Passage choisi =>
Voilà donc : je me rallie à David Olivier et Yves Bonnardel sur ce point du refus de l’idée de Nature comme un ordre hiérarchique émanant d’elle-même, la Nature, ou émanant de Dieu, ordre qui imposerait une conduite et une attitude aux êtres humains (« il est naturel d’agir ainsi », « tel acte est contre-nature ; donc il faut l’éviter à tout prix »), ordre qui assignerait une place déterminée aux êtres sensibles (à la tête de la société pour les hommes blancs de classe supérieure, au foyer pour les femmes, dans le champ ou dans la mine pour l’esclave, dans l’enclos ou à l’abattoir pour les animaux). La Nature n’est pas un ordre immuable et parfait ; ce sont les hommes qui interprètent de manière intéressée la Nature pour fonder un ordre social déterminé uniquement par des consciences humaines.
Hegel voyait en la Nature l’éternel
retour du même ; mais on voit bien qu’Hegel est là un penseur
pré-darwinien qui ne voit pas l’évolution à l’œuvre dans la Nature. Et encore
cette évolution n’a elle-même pas de sens : ce n’est pas parce que l’homme
existe qu’il est la finalité de l’évolution. L’ornithorynque peut aussi bien
revendiquer être la finalité de l’évolution puisqu’il existe aujourd’hui des
ornithorynques !

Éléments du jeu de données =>
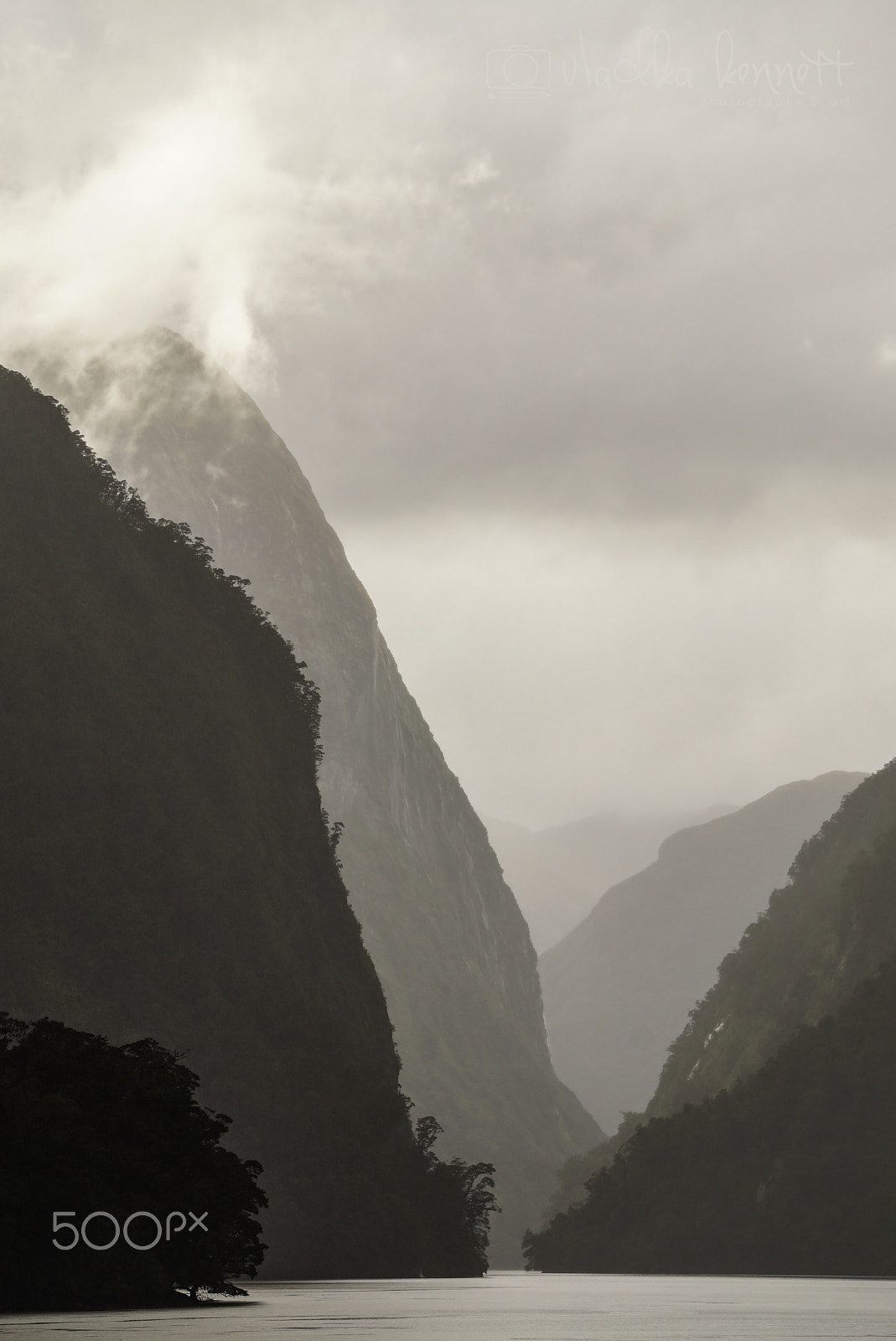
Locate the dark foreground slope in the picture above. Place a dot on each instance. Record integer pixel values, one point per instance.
(829, 929)
(443, 929)
(791, 1173)
(165, 868)
(619, 989)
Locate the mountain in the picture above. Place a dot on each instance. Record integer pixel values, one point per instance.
(560, 873)
(167, 868)
(791, 1173)
(619, 989)
(443, 929)
(822, 934)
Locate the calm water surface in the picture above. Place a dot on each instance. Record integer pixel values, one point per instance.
(509, 1307)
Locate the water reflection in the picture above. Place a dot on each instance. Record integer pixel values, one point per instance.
(511, 1307)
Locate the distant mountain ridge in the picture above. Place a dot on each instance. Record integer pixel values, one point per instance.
(825, 931)
(560, 873)
(619, 989)
(167, 871)
(444, 931)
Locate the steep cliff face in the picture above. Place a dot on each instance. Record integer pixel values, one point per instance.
(619, 989)
(165, 867)
(443, 929)
(822, 934)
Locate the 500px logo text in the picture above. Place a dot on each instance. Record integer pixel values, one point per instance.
(62, 1220)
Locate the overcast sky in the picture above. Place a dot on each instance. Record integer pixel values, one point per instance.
(588, 348)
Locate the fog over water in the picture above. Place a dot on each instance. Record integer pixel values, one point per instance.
(589, 350)
(514, 1307)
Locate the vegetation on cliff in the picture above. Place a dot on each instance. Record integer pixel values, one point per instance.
(791, 1173)
(167, 868)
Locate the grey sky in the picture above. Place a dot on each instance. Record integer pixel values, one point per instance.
(596, 386)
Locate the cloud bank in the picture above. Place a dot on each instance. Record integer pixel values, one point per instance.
(580, 318)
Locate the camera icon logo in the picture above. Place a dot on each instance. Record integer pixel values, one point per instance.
(518, 73)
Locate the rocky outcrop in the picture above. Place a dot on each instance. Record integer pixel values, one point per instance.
(444, 931)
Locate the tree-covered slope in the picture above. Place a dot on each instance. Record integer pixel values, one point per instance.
(825, 931)
(165, 867)
(791, 1173)
(104, 1148)
(444, 931)
(617, 990)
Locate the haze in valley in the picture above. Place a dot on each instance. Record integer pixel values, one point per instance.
(588, 350)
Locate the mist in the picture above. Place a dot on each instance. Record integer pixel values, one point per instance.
(592, 373)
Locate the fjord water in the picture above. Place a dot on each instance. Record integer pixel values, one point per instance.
(513, 1307)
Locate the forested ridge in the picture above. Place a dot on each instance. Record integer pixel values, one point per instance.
(165, 864)
(775, 1106)
(791, 1173)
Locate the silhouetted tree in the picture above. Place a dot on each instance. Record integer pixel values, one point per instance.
(91, 1128)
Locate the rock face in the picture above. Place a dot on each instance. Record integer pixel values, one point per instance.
(167, 872)
(444, 932)
(619, 989)
(828, 929)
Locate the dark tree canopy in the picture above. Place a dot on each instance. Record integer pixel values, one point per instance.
(87, 1126)
(791, 1173)
(167, 867)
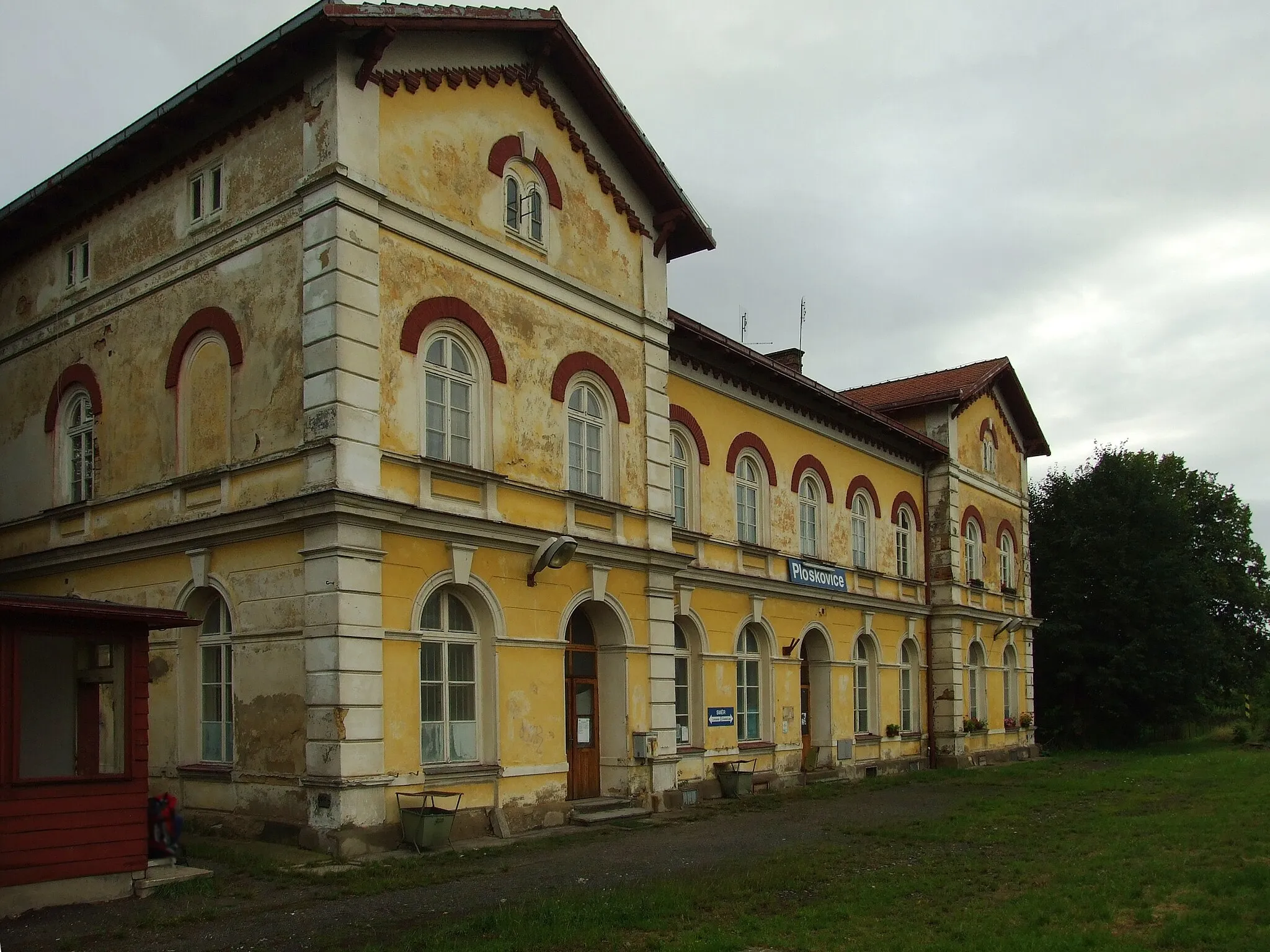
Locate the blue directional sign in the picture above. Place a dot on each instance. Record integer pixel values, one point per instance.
(721, 716)
(821, 576)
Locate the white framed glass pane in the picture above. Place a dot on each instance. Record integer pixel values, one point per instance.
(463, 741)
(432, 743)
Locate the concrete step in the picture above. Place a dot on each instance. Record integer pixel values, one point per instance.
(595, 805)
(166, 875)
(624, 813)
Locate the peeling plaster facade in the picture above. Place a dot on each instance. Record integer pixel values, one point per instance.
(286, 474)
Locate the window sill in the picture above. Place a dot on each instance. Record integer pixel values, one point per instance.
(213, 772)
(755, 549)
(460, 772)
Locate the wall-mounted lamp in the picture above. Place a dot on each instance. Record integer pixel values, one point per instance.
(556, 552)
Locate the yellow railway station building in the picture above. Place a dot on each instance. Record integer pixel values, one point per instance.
(360, 351)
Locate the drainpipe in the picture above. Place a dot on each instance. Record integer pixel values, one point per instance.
(930, 679)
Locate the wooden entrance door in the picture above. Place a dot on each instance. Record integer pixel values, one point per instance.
(582, 708)
(806, 702)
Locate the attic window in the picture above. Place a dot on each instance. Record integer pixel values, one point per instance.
(206, 195)
(76, 265)
(523, 213)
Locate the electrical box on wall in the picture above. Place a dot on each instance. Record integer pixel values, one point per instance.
(644, 746)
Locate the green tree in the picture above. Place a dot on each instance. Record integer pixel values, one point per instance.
(1155, 598)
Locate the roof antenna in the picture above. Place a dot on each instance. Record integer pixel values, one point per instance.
(745, 327)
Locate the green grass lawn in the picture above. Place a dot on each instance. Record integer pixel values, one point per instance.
(1166, 848)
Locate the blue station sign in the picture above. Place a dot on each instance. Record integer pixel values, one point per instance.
(821, 576)
(721, 716)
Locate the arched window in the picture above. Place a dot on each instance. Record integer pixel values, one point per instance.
(750, 487)
(513, 203)
(748, 692)
(974, 682)
(586, 441)
(860, 509)
(863, 658)
(79, 442)
(1010, 683)
(908, 682)
(523, 211)
(682, 480)
(973, 552)
(448, 385)
(809, 517)
(216, 678)
(447, 681)
(682, 690)
(904, 544)
(1006, 547)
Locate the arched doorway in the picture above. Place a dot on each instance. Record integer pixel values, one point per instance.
(814, 692)
(582, 707)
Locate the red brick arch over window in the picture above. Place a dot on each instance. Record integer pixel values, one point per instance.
(78, 375)
(582, 361)
(435, 309)
(990, 430)
(906, 498)
(751, 441)
(864, 483)
(972, 513)
(810, 462)
(689, 421)
(508, 149)
(213, 319)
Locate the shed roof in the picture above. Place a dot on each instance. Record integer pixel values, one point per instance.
(91, 610)
(961, 386)
(238, 87)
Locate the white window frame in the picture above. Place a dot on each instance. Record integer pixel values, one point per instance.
(905, 544)
(861, 530)
(607, 436)
(446, 638)
(533, 202)
(451, 379)
(760, 498)
(210, 184)
(975, 666)
(863, 684)
(910, 687)
(972, 551)
(1008, 563)
(76, 265)
(689, 470)
(751, 662)
(76, 439)
(1010, 682)
(810, 516)
(220, 643)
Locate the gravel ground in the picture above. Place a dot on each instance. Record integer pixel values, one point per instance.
(253, 914)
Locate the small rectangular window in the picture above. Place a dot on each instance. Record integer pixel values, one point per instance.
(206, 193)
(76, 265)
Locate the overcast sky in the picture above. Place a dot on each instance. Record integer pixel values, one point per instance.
(1083, 187)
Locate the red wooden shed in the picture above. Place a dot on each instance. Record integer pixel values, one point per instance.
(74, 734)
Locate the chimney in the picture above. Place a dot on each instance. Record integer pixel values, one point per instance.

Consigne =>
Reproduisez mot pour mot le passage sur l'idée de Nature, en commençant à « Hegel voyait en » et en terminant à « ornithorynques ! ».

Résultat de l'exercice =>
Hegel voyait en la Nature l’éternel
retour du même ; mais on voit bien qu’Hegel est là un penseur
pré-darwinien qui ne voit pas l’évolution à l’œuvre dans la Nature. Et encore
cette évolution n’a elle-même pas de sens : ce n’est pas parce que l’homme
existe qu’il est la finalité de l’évolution. L’ornithorynque peut aussi bien
revendiquer être la finalité de l’évolution puisqu’il existe aujourd’hui des
ornithorynques !